_YOUR OBJECTIVE_
Turn the lines of all the items below into one numbered list, leaving out any blank lines.
####
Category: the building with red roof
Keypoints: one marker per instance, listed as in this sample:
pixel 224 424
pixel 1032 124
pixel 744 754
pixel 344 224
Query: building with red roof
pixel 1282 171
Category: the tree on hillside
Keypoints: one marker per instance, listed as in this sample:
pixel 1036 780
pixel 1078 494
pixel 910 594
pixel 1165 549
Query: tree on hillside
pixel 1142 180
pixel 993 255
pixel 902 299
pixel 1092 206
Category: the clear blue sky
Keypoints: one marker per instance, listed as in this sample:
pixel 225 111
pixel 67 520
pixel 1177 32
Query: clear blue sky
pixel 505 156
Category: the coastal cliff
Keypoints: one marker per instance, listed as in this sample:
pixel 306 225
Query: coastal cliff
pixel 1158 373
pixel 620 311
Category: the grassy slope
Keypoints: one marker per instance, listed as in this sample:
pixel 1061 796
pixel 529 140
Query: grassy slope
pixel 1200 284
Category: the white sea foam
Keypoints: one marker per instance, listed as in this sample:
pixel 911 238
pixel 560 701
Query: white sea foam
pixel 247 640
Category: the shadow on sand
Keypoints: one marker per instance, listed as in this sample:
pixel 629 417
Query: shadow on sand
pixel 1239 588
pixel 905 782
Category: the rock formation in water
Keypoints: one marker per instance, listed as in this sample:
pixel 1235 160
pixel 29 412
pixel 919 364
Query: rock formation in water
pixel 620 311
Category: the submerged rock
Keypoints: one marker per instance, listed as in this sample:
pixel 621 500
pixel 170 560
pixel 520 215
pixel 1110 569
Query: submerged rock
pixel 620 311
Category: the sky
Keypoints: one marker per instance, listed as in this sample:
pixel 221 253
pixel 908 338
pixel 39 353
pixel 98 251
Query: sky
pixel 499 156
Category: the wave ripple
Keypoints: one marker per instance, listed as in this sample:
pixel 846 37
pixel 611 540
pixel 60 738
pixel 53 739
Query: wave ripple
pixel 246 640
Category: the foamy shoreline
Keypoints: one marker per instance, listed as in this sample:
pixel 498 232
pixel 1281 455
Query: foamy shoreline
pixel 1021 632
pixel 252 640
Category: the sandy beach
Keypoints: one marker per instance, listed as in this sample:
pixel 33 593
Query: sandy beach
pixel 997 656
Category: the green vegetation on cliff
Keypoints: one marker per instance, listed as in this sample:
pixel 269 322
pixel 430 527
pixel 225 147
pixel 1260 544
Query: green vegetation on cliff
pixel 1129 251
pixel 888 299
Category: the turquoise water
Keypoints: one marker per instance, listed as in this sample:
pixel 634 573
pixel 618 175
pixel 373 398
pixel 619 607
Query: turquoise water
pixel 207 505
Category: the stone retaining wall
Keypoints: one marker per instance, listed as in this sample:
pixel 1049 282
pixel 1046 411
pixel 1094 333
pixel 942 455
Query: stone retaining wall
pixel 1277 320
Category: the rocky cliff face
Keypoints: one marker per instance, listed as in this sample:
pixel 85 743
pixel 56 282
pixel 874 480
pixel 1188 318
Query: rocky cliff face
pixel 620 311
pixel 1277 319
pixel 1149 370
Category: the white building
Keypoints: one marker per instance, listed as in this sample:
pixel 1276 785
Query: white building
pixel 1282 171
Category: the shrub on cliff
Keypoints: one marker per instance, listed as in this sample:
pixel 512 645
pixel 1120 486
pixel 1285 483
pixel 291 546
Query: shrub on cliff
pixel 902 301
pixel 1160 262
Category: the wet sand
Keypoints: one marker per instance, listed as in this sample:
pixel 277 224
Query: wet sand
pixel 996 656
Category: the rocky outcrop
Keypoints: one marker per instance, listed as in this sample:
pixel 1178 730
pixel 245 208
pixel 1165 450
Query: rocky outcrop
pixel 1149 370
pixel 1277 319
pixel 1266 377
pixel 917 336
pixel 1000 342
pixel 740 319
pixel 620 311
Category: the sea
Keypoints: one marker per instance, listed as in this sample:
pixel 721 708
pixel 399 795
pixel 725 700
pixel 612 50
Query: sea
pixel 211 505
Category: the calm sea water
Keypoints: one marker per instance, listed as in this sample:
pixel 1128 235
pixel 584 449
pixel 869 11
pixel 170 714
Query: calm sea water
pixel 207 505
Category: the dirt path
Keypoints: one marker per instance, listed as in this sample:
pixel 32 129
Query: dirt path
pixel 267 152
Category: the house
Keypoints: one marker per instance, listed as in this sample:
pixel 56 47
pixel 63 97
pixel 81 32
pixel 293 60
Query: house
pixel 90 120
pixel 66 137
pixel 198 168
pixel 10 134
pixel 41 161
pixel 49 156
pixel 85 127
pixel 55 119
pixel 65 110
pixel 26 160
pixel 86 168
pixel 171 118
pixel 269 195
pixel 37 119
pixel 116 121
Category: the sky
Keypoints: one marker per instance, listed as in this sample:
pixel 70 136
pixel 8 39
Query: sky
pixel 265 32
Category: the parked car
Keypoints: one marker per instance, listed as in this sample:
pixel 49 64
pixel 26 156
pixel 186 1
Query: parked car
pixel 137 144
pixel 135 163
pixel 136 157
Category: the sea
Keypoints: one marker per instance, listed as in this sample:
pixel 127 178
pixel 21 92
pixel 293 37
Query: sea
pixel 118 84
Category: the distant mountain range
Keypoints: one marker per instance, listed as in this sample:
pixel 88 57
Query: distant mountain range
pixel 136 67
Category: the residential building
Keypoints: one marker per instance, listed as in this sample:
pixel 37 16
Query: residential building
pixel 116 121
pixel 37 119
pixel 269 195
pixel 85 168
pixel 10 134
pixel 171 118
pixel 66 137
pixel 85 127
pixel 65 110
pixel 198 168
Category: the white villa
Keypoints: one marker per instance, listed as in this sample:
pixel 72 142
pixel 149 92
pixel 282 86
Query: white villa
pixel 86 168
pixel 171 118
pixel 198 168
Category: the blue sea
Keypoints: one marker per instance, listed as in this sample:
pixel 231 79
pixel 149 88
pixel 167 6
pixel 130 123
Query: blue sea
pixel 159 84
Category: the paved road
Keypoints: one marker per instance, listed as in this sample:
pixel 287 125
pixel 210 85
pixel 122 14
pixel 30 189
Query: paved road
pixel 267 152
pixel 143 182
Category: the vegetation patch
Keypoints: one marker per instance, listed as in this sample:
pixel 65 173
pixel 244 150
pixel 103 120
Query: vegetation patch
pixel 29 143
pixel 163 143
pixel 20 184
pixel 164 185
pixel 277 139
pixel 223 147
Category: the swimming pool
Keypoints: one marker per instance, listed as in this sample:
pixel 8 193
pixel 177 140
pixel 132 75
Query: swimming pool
####
_TASK RESPONSE_
1. Category: the building with red roof
2. Keypoints: one marker per instance, listed as in this sample:
3. pixel 224 424
4. pixel 1032 124
5. pixel 744 754
6. pixel 344 224
7. Query: building with red roof
8. pixel 1282 171
9. Category: the tree on hillside
10. Keypoints: one marker per instance, listed as in this sample:
11. pixel 1036 780
12. pixel 1078 494
13. pixel 910 594
14. pixel 1165 549
15. Query: tree on hillside
16. pixel 1142 180
17. pixel 993 255
18. pixel 902 299
19. pixel 1092 206
20. Category: the clear blue sky
21. Keypoints: one marker per instance, listed as in this sample:
22. pixel 225 111
23. pixel 67 520
24. pixel 1177 32
25. Query: clear blue sky
26. pixel 505 156
27. Category: the coastal cliff
28. Keypoints: one marker per instance, listed as in this sample:
29. pixel 306 225
30. Query: coastal cliff
31. pixel 1158 373
32. pixel 620 311
33. Category: the grassy slope
34. Keypoints: one marker per instance, listed as in this sample:
35. pixel 1061 796
36. pixel 529 140
37. Query: grassy slope
38. pixel 1200 284
39. Category: the white sea foam
40. Keypoints: one marker per instance, listed as in this sample:
41. pixel 911 238
42. pixel 560 701
43. Query: white sea foam
44. pixel 247 640
45. Category: the shadow on sand
46. Keypoints: one marker per instance, listed as in this sample:
47. pixel 629 417
48. Query: shadow on sand
49. pixel 1239 588
50. pixel 905 782
51. Category: the rock formation in water
52. Keypoints: one marker per instance, listed as in this sample:
53. pixel 1235 160
54. pixel 29 412
55. pixel 919 364
56. Query: rock formation in water
57. pixel 620 311
58. Category: the submerged rock
59. Keypoints: one marker per instance, listed as in this sample:
60. pixel 621 500
61. pixel 170 560
62. pixel 520 215
63. pixel 1110 569
64. Query: submerged rock
65. pixel 620 311
66. Category: the sky
67. Keypoints: one marker per instance, listed as in this sample:
68. pixel 221 253
69. pixel 908 338
70. pixel 39 353
71. pixel 98 251
72. Query: sky
73. pixel 499 156
74. Category: the wave ripple
75. Keypoints: one marker per instance, listed as in this sample:
76. pixel 846 37
77. pixel 611 540
78. pixel 60 738
79. pixel 53 739
80. Query: wave ripple
81. pixel 246 640
82. Category: the foamy shoreline
83. Keypoints: one marker per instance, listed as in this sample:
84. pixel 498 232
85. pixel 1281 455
86. Query: foamy shoreline
87. pixel 1021 632
88. pixel 252 640
89. Category: the sandy beach
90. Keypoints: one marker per instance, listed as in this sample:
91. pixel 33 593
92. Query: sandy beach
93. pixel 997 656
94. Category: the green vegetation on cliff
95. Keypoints: one marker per instance, listed as in this sample:
96. pixel 269 322
97. pixel 430 527
98. pixel 225 147
99. pixel 1260 544
100. Query: green vegetation on cliff
101. pixel 1129 251
102. pixel 888 299
103. Category: the turquoise water
104. Keypoints: one marker per instance, listed as in this sample:
105. pixel 634 573
106. pixel 618 175
107. pixel 373 398
108. pixel 619 607
109. Query: turquoise water
110. pixel 207 505
111. Category: the stone retaining wall
112. Keypoints: one marker per instance, listed as in this sample:
113. pixel 1049 282
114. pixel 1046 411
115. pixel 1094 333
116. pixel 942 455
117. Query: stone retaining wall
118. pixel 1277 320
119. Category: the rocky cliff face
120. Keypoints: one marker per instance, listed as in this sample:
121. pixel 85 743
122. pixel 56 282
123. pixel 874 480
124. pixel 1188 318
125. Query: rocky cliff face
126. pixel 620 311
127. pixel 1277 319
128. pixel 1149 370
129. Category: the white building
130. Keypoints: one marker per instance, listed as in this sample:
131. pixel 1276 785
132. Query: white building
133. pixel 1282 171
134. Category: the shrub on cliff
135. Keypoints: one marker per instance, listed as in this sample:
136. pixel 512 645
137. pixel 1120 486
138. pixel 1285 483
139. pixel 291 546
140. Query: shrub on cliff
141. pixel 902 301
142. pixel 1160 262
143. Category: the wet sand
144. Keypoints: one marker per instance, listed as in this sample:
145. pixel 277 224
146. Query: wet sand
147. pixel 996 656
148. Category: the rocky outcrop
149. Keypoints: one marker per instance, listed as in this sample:
150. pixel 1178 730
151. pixel 245 208
152. pixel 1165 450
153. Query: rocky outcrop
154. pixel 1149 370
155. pixel 1277 319
156. pixel 1266 377
157. pixel 917 336
158. pixel 1000 342
159. pixel 740 319
160. pixel 620 311
161. Category: the sea
162. Keypoints: one marker per instance, listed as in this sample:
163. pixel 721 708
164. pixel 399 795
165. pixel 725 700
166. pixel 612 50
167. Query: sea
168. pixel 211 505
169. Category: the calm sea water
170. Keypoints: one marker per instance, listed as in this sample:
171. pixel 1128 235
172. pixel 584 449
173. pixel 869 11
174. pixel 170 714
175. Query: calm sea water
176. pixel 207 505
177. Category: the dirt path
178. Keypoints: one marker per instance, listed as in this sample:
179. pixel 32 129
180. Query: dirt path
181. pixel 267 152
182. Category: the house
183. Keypoints: one marker per instance, listed as in this sample:
184. pixel 56 47
185. pixel 63 97
186. pixel 81 32
187. pixel 293 60
188. Query: house
189. pixel 90 120
190. pixel 66 137
191. pixel 198 168
192. pixel 10 134
193. pixel 41 161
194. pixel 49 156
195. pixel 85 127
196. pixel 55 119
197. pixel 65 110
198. pixel 26 160
199. pixel 86 168
200. pixel 171 118
201. pixel 269 195
202. pixel 37 119
203. pixel 116 121
204. Category: the sky
205. Keypoints: one marker per instance, listed as in this sample:
206. pixel 70 136
207. pixel 8 39
208. Query: sky
209. pixel 265 32
210. Category: the parked car
211. Keypoints: one marker per instance, listed as in this sample:
212. pixel 49 64
213. pixel 26 156
214. pixel 186 1
215. Query: parked car
216. pixel 137 144
217. pixel 135 163
218. pixel 136 157
219. Category: the sea
220. Keypoints: one marker per instance, listed as in this sample:
221. pixel 127 178
222. pixel 21 92
223. pixel 293 37
224. Query: sea
225. pixel 118 84
226. Category: the distant mountain range
227. Keypoints: one marker per instance, listed as in this sample:
228. pixel 88 57
229. Query: distant mountain range
230. pixel 136 67
231. Category: the residential building
232. Keypoints: one marker per instance, listed as in this sample:
233. pixel 37 16
234. Query: residential building
235. pixel 116 121
236. pixel 37 119
237. pixel 269 195
238. pixel 85 168
239. pixel 10 134
240. pixel 171 118
241. pixel 66 137
242. pixel 85 127
243. pixel 65 110
244. pixel 198 168
245. Category: the white villa
246. Keypoints: one marker per instance, listed as in this sample:
247. pixel 72 142
248. pixel 149 92
249. pixel 282 86
250. Query: white villa
251. pixel 86 168
252. pixel 171 118
253. pixel 198 168
254. Category: the blue sea
255. Keypoints: one marker per instance, listed as in this sample:
256. pixel 231 79
257. pixel 149 88
258. pixel 167 6
259. pixel 130 123
260. Query: blue sea
261. pixel 159 84
262. Category: the paved road
263. Keypoints: one marker per instance, listed as in this sample:
264. pixel 287 125
265. pixel 210 85
266. pixel 122 14
267. pixel 30 189
268. Query: paved road
269. pixel 267 152
270. pixel 143 182
271. Category: the vegetation patch
272. Keypoints: one marker per instance, listed as in this sample:
273. pixel 65 173
274. pixel 244 150
275. pixel 103 120
276. Query: vegetation patch
277. pixel 29 143
278. pixel 163 143
279. pixel 20 184
280. pixel 164 185
281. pixel 277 139
282. pixel 223 147
283. Category: the swimming pool
284. Keypoints: one marker per instance, listed as in this sample:
285. pixel 8 193
286. pixel 177 140
287. pixel 132 75
288. Query: swimming pool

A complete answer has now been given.